_The problem:_ Your answer should be the complete data, copied exactly.

_Task material:_

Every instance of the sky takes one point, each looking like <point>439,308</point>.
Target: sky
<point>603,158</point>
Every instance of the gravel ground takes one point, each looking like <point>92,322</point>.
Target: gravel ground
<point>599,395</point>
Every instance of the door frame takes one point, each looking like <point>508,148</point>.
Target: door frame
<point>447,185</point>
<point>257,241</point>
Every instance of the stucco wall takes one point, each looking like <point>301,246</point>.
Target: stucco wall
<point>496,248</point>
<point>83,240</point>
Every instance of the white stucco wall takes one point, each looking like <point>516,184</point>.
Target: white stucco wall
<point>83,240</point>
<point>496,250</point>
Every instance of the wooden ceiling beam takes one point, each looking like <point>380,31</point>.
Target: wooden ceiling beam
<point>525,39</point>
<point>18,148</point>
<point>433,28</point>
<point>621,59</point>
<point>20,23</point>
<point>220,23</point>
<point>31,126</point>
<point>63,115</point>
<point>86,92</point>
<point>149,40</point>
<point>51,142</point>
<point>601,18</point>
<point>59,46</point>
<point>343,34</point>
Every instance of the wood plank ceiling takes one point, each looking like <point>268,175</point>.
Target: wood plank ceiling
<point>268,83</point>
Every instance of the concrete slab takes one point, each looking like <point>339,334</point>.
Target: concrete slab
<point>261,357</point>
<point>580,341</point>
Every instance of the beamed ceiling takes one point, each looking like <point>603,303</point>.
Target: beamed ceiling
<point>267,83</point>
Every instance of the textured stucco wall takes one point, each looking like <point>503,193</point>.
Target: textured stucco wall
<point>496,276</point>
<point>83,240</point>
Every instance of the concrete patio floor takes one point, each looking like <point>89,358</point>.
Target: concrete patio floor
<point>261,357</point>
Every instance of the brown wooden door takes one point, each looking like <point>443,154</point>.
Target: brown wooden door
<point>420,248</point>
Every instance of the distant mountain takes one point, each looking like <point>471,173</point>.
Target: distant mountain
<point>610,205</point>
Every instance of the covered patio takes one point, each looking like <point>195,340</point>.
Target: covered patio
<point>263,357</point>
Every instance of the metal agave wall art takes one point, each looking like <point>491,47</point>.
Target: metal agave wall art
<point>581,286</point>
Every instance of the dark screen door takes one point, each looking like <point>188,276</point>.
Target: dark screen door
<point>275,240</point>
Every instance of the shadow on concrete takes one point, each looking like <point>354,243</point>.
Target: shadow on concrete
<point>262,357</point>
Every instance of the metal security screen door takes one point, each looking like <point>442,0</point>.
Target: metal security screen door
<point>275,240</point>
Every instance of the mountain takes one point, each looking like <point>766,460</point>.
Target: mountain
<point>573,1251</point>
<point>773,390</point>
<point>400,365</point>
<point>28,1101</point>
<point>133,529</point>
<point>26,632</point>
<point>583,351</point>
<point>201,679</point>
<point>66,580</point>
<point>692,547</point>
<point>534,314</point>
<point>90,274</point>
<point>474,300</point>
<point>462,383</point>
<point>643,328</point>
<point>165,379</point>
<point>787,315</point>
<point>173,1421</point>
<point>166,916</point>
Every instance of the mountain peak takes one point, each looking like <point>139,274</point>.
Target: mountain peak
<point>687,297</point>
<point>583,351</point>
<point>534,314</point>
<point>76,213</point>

_Exercise response:_
Every instance of the sky takes one point, each looking like <point>439,308</point>.
Target: sky
<point>603,158</point>
Every instance of the gravel ground takes one point, each looking like <point>92,322</point>.
Target: gravel ground
<point>599,395</point>
Every instance of the door frame takes one point, each looking like <point>508,148</point>.
Target: door frame
<point>447,185</point>
<point>257,241</point>
Every instance of the stucco wall takes one point, each looking like <point>301,246</point>.
Target: stucco wall
<point>496,248</point>
<point>83,240</point>
Every instance of the white stucco wall takes one point, each looking like <point>516,184</point>.
Target: white stucco wall
<point>83,240</point>
<point>496,250</point>
Every instance of the wooden ceiling beam takes one point, each looking like <point>380,31</point>.
Target: wooden ceiling beam
<point>525,39</point>
<point>18,148</point>
<point>433,28</point>
<point>621,59</point>
<point>20,23</point>
<point>220,23</point>
<point>31,126</point>
<point>63,115</point>
<point>86,92</point>
<point>149,40</point>
<point>51,142</point>
<point>601,18</point>
<point>59,46</point>
<point>343,34</point>
Every instance of the wood plank ceiling takes one point, each looking like <point>268,175</point>.
Target: wood plank ceiling
<point>268,83</point>
Every instance of the concrete slab takes one point, each looking like <point>339,334</point>.
Target: concrete slab
<point>261,357</point>
<point>580,341</point>
Every instance of the beamed ceiling takes one point, each looking like <point>603,303</point>.
Target: beamed ceiling
<point>267,83</point>
Every instance of the textured stucco wall takes one point, each looking like <point>503,193</point>.
Target: textured stucco wall
<point>496,276</point>
<point>83,240</point>
Every instance of the concrete patio floor takes one point, each looking like <point>89,358</point>.
Target: concrete patio floor
<point>261,357</point>
Every instance of the brown wooden door takes one point, each looking like <point>443,154</point>.
Target: brown wooden door
<point>420,248</point>
Every instance of the distant mountain takes one point, each looking like <point>471,173</point>.
Target: distant mountain
<point>610,205</point>
Every instance of the covered patio takes one point, each looking like <point>195,340</point>.
Target: covered patio
<point>263,357</point>
Every instance of the metal agave wall art takes one point, each looking like <point>491,47</point>.
Target: metal agave wall art
<point>581,286</point>
Every instance of the dark screen door takes one point, each looking like <point>188,276</point>.
Target: dark screen door
<point>275,240</point>
Every instance of the shadow on concrete takes one point, each looking like <point>354,243</point>.
Target: shadow on concrete
<point>262,357</point>
Every instance of the metal security screen door takes one point, each looking like <point>442,0</point>.
Target: metal security screen door
<point>275,240</point>
Every instance of the mountain takes one point, each looking like <point>766,460</point>.
Target: mountain
<point>573,1251</point>
<point>773,390</point>
<point>400,365</point>
<point>28,1101</point>
<point>133,529</point>
<point>26,632</point>
<point>583,351</point>
<point>201,679</point>
<point>66,580</point>
<point>692,547</point>
<point>534,314</point>
<point>90,274</point>
<point>474,300</point>
<point>462,383</point>
<point>643,328</point>
<point>165,379</point>
<point>787,315</point>
<point>173,1421</point>
<point>166,916</point>
Every instance of the mountain peak takes one point, each looking like <point>139,274</point>.
Target: mountain peak
<point>687,297</point>
<point>583,351</point>
<point>534,314</point>
<point>76,213</point>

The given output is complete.